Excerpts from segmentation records

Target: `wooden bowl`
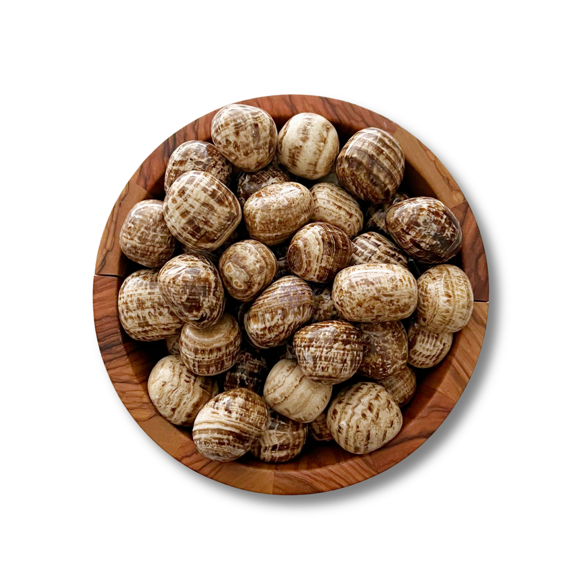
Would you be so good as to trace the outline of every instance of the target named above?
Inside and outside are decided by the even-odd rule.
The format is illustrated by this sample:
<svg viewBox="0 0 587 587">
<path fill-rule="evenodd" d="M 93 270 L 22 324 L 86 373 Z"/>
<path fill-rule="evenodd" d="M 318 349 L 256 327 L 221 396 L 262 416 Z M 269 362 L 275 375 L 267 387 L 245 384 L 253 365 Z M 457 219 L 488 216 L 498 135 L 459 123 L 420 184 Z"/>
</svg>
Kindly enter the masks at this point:
<svg viewBox="0 0 587 587">
<path fill-rule="evenodd" d="M 299 457 L 277 465 L 248 455 L 231 463 L 218 463 L 200 454 L 191 430 L 175 426 L 160 416 L 147 392 L 151 368 L 167 354 L 164 341 L 133 340 L 119 321 L 119 289 L 124 277 L 139 268 L 121 252 L 118 235 L 134 204 L 147 198 L 163 198 L 166 167 L 176 147 L 194 139 L 211 140 L 210 124 L 215 110 L 185 126 L 153 151 L 114 204 L 100 243 L 94 276 L 94 316 L 100 350 L 114 389 L 133 417 L 162 448 L 187 467 L 222 483 L 261 493 L 291 495 L 345 487 L 389 469 L 417 448 L 440 426 L 465 389 L 481 350 L 487 319 L 489 283 L 483 243 L 467 200 L 450 174 L 433 153 L 395 123 L 360 106 L 315 96 L 271 96 L 242 103 L 266 110 L 278 130 L 298 113 L 322 114 L 336 127 L 341 147 L 355 132 L 367 127 L 393 134 L 406 156 L 405 176 L 399 191 L 437 197 L 461 222 L 463 247 L 456 262 L 473 286 L 475 301 L 470 322 L 456 333 L 442 363 L 419 373 L 416 395 L 403 410 L 401 431 L 378 450 L 353 455 L 333 441 L 309 440 Z"/>
</svg>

**Description of the task:** Convert each line of the items above into a numbered list, skipping any blank lines. Leave the pictures out.

**Expected answer:**
1. Target: `wooden bowl`
2. Would you be so good as to trace the outline of every instance of the target named above?
3. Inside and outside are decided by the even-odd rule.
4. The format is illustrated by this sample:
5. <svg viewBox="0 0 587 587">
6. <path fill-rule="evenodd" d="M 93 270 L 22 324 L 86 373 Z"/>
7. <path fill-rule="evenodd" d="M 318 349 L 256 327 L 221 396 L 262 416 Z M 269 362 L 275 375 L 267 387 L 245 384 L 253 365 Z M 457 219 L 488 216 L 498 135 L 459 123 L 420 184 Z"/>
8. </svg>
9. Kindly enter the masks at this point:
10. <svg viewBox="0 0 587 587">
11. <path fill-rule="evenodd" d="M 299 457 L 277 465 L 248 455 L 231 463 L 218 463 L 200 454 L 191 430 L 175 426 L 160 416 L 147 392 L 151 368 L 167 354 L 164 341 L 133 340 L 119 321 L 119 289 L 124 277 L 139 268 L 121 252 L 118 235 L 134 204 L 147 198 L 163 198 L 166 167 L 176 147 L 194 139 L 211 140 L 210 124 L 215 110 L 185 126 L 153 151 L 114 204 L 100 243 L 94 276 L 94 316 L 100 350 L 114 389 L 133 417 L 162 448 L 187 467 L 222 483 L 261 493 L 291 495 L 345 487 L 389 469 L 417 448 L 440 426 L 465 389 L 481 350 L 487 319 L 489 283 L 483 243 L 467 200 L 450 174 L 433 153 L 395 123 L 360 106 L 315 96 L 271 96 L 242 103 L 266 110 L 278 130 L 298 113 L 322 114 L 336 127 L 341 147 L 355 132 L 367 127 L 393 134 L 406 156 L 405 176 L 399 191 L 437 197 L 461 222 L 463 247 L 456 262 L 473 286 L 475 301 L 470 322 L 456 333 L 442 363 L 419 373 L 416 395 L 403 410 L 401 431 L 378 450 L 353 455 L 333 441 L 309 440 Z"/>
12. </svg>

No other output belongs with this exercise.